═════ Supplied data

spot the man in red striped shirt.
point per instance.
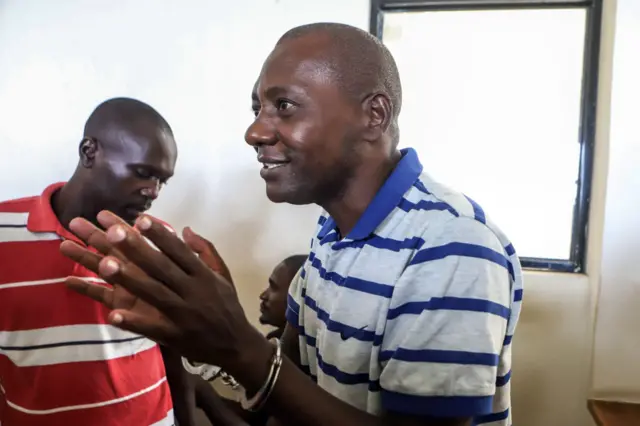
(60, 361)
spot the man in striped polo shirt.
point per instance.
(405, 310)
(61, 363)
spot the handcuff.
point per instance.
(209, 373)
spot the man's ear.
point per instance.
(87, 150)
(379, 115)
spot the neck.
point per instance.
(347, 209)
(69, 203)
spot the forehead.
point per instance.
(300, 65)
(143, 145)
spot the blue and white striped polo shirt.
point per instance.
(414, 310)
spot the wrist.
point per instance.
(252, 361)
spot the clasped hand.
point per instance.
(180, 295)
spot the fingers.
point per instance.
(97, 292)
(139, 252)
(169, 243)
(92, 236)
(206, 252)
(155, 328)
(132, 278)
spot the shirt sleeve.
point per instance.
(295, 299)
(447, 323)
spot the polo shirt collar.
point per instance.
(405, 174)
(42, 217)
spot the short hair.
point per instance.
(122, 111)
(361, 62)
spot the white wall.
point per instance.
(196, 61)
(617, 339)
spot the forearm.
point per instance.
(296, 399)
(182, 390)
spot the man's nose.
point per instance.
(260, 132)
(152, 190)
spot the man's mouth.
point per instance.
(271, 166)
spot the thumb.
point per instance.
(156, 329)
(207, 252)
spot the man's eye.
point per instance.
(143, 173)
(284, 105)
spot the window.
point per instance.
(499, 101)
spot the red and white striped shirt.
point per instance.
(60, 362)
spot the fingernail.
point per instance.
(144, 223)
(111, 267)
(118, 234)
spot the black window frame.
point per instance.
(588, 104)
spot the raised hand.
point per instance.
(170, 295)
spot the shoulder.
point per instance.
(18, 205)
(466, 221)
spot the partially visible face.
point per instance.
(129, 174)
(273, 300)
(306, 129)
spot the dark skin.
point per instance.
(122, 167)
(335, 152)
(273, 300)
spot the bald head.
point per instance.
(123, 113)
(360, 63)
(127, 154)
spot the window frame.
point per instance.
(588, 103)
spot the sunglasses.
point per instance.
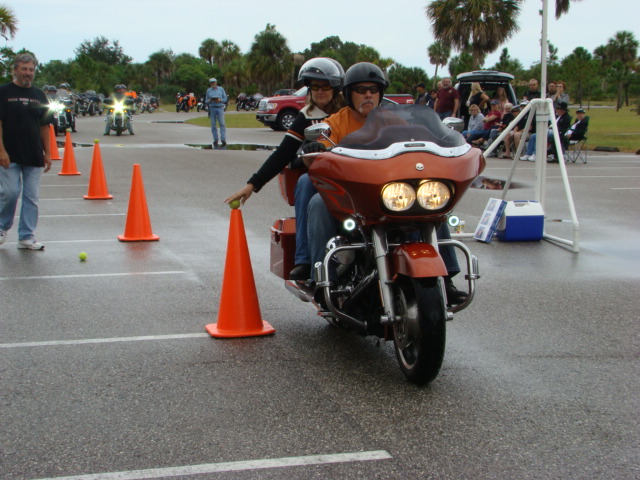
(325, 88)
(362, 89)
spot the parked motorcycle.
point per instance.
(391, 184)
(183, 102)
(202, 105)
(119, 114)
(62, 111)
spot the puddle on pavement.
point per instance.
(234, 146)
(492, 183)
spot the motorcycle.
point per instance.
(202, 105)
(119, 115)
(391, 184)
(183, 102)
(63, 115)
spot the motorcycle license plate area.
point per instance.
(522, 221)
(283, 247)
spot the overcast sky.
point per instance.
(399, 29)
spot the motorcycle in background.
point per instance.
(390, 184)
(119, 114)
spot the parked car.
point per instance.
(489, 80)
(280, 112)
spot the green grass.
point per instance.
(607, 128)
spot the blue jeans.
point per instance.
(12, 180)
(302, 195)
(322, 226)
(217, 113)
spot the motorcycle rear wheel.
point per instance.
(420, 337)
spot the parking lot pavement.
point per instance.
(105, 365)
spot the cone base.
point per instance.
(213, 330)
(90, 197)
(150, 238)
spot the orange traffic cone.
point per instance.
(239, 313)
(53, 143)
(69, 158)
(138, 226)
(97, 181)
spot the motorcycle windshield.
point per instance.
(392, 124)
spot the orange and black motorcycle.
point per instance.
(390, 185)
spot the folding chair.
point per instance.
(577, 149)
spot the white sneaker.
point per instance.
(30, 244)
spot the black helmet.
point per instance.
(321, 68)
(363, 72)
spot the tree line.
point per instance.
(609, 72)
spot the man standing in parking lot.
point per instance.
(24, 150)
(216, 98)
(448, 101)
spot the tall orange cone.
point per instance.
(138, 226)
(53, 143)
(239, 313)
(97, 181)
(69, 158)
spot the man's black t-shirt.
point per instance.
(22, 112)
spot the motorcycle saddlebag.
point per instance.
(283, 246)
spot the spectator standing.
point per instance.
(216, 99)
(448, 102)
(561, 95)
(421, 99)
(431, 100)
(24, 151)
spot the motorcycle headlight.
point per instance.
(398, 197)
(433, 195)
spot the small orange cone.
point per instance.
(53, 143)
(239, 313)
(97, 181)
(138, 226)
(69, 158)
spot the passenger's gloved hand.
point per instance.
(313, 147)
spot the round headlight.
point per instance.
(398, 196)
(433, 195)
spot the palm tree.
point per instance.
(270, 59)
(439, 54)
(8, 22)
(209, 50)
(480, 25)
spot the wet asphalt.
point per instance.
(106, 367)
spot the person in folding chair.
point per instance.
(577, 137)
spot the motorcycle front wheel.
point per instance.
(420, 336)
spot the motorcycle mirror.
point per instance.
(319, 131)
(454, 123)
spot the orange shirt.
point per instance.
(342, 124)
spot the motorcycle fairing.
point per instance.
(417, 260)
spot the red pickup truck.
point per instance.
(280, 112)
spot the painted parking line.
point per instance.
(92, 275)
(235, 466)
(88, 341)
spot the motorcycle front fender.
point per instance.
(417, 260)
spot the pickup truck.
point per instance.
(280, 112)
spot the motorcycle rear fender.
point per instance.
(418, 260)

══════════

Write out the material above exactly. Skip the pictures.

spot the man in red striped shirt.
point per instance.
(60, 361)
spot the man in striped polo shirt.
point per instance.
(405, 310)
(61, 363)
spot the handcuff.
point per instance.
(209, 373)
spot the man's ear.
point per instance.
(87, 150)
(379, 115)
spot the neck.
point per instance.
(347, 209)
(69, 203)
spot the forehead.
point per instance.
(300, 65)
(143, 145)
spot the blue and white striped polo shirt.
point per instance.
(414, 310)
spot the wrist.
point per instance.
(252, 361)
spot the clasped hand.
point per instance.
(180, 295)
spot the fingers.
point per instance.
(97, 292)
(139, 252)
(169, 243)
(92, 236)
(206, 252)
(155, 328)
(132, 278)
spot the shirt sleeve.
point per instance.
(295, 299)
(447, 323)
spot the polo shirt collar.
point per instance.
(405, 174)
(42, 217)
spot the short hair.
point per instance.
(122, 111)
(361, 62)
spot the white wall.
point per instance.
(196, 61)
(617, 339)
spot the forearm.
point per instance.
(296, 399)
(182, 390)
spot the man's nose.
point per instance.
(260, 132)
(152, 190)
spot the man's mouth.
point per instance.
(271, 166)
spot the thumb.
point per instance.
(156, 329)
(207, 252)
spot the man's eye.
point per instance.
(143, 173)
(284, 105)
spot the window.
point per instance.
(499, 101)
spot the red and white striped shirt.
point per instance.
(60, 362)
spot the fingernail.
point per instance.
(144, 223)
(111, 267)
(118, 234)
spot the black window frame.
point per instance.
(588, 104)
spot the raised hand.
point per instance.
(170, 295)
spot the shoulder.
point per instance.
(18, 205)
(466, 221)
spot the partially visible face.
point per instance.
(129, 174)
(273, 300)
(306, 129)
spot the dark skin.
point per instance.
(122, 167)
(335, 152)
(273, 300)
spot the bald head.
point per instance.
(123, 113)
(360, 63)
(127, 154)
spot the window frame.
point per instance.
(588, 103)
spot the sunglasses.
point per instance.
(325, 88)
(362, 89)
spot the parked motorcycle.
point per instance.
(391, 184)
(183, 102)
(202, 105)
(119, 114)
(62, 111)
spot the puddle on pavement.
point per instance.
(234, 146)
(492, 183)
spot the motorcycle.
point per instance.
(202, 105)
(119, 115)
(391, 184)
(183, 102)
(63, 115)
spot the motorcycle license plate area.
point per instance.
(522, 221)
(283, 247)
spot the overcast sky.
point per instance.
(399, 29)
spot the motorcycle in background.
point per instance.
(390, 184)
(119, 114)
spot the parked car.
point per instance.
(489, 80)
(280, 112)
spot the green grass.
point per instance.
(607, 128)
spot the blue jeans.
point per instance.
(12, 180)
(302, 195)
(322, 226)
(217, 113)
spot the motorcycle rear wheel.
point per instance.
(420, 337)
spot the parking lot pavement.
point per instance.
(105, 365)
spot the cone base.
point per instance.
(213, 330)
(90, 197)
(150, 238)
spot the orange traffic cone.
point per instance.
(239, 313)
(53, 143)
(69, 158)
(138, 226)
(97, 181)
spot the motorcycle windshield.
point per instance.
(392, 124)
spot the orange and black motorcycle.
point per instance.
(390, 185)
spot the folding chair.
point per instance.
(577, 149)
spot the white sneaker.
point per instance.
(30, 244)
spot the black helmet.
point per instance.
(321, 68)
(363, 72)
spot the tree line.
point per instance.
(609, 72)
spot the man standing in parking lot.
point per instance.
(24, 150)
(216, 98)
(448, 101)
spot the tall orange cone.
point per instance.
(138, 226)
(53, 143)
(239, 313)
(97, 181)
(69, 158)
spot the man's black t-shirt.
point per instance.
(22, 112)
spot the motorcycle saddlebag.
point per instance.
(283, 246)
spot the spectator standing.
point per instance.
(216, 99)
(448, 102)
(561, 95)
(421, 99)
(431, 100)
(24, 151)
spot the motorcycle headlight.
point per instance.
(398, 197)
(433, 195)
spot the small orange cone.
point per instance.
(53, 143)
(239, 313)
(97, 181)
(138, 226)
(69, 158)
spot the passenger's gloved hand.
point per instance.
(313, 147)
spot the round headlight.
point per instance.
(398, 196)
(433, 195)
spot the palm tree.
point per instance.
(270, 59)
(439, 54)
(8, 22)
(209, 50)
(480, 25)
spot the wet asphalt.
point per instance.
(106, 367)
spot the person in folding chair.
point per instance.
(577, 137)
spot the motorcycle front wheel.
point per instance.
(420, 336)
spot the motorcycle mirror.
point per instance.
(319, 131)
(454, 123)
spot the orange shirt.
point per instance.
(342, 124)
spot the motorcycle fairing.
point per instance.
(417, 260)
spot the red pickup truck.
point per instance.
(280, 112)
spot the painted parking line.
point per instance.
(92, 275)
(235, 466)
(88, 341)
spot the motorcycle front fender.
point per instance.
(417, 260)
spot the pickup truck.
point per instance.
(280, 112)
spot the motorcycle rear fender.
point per instance.
(418, 260)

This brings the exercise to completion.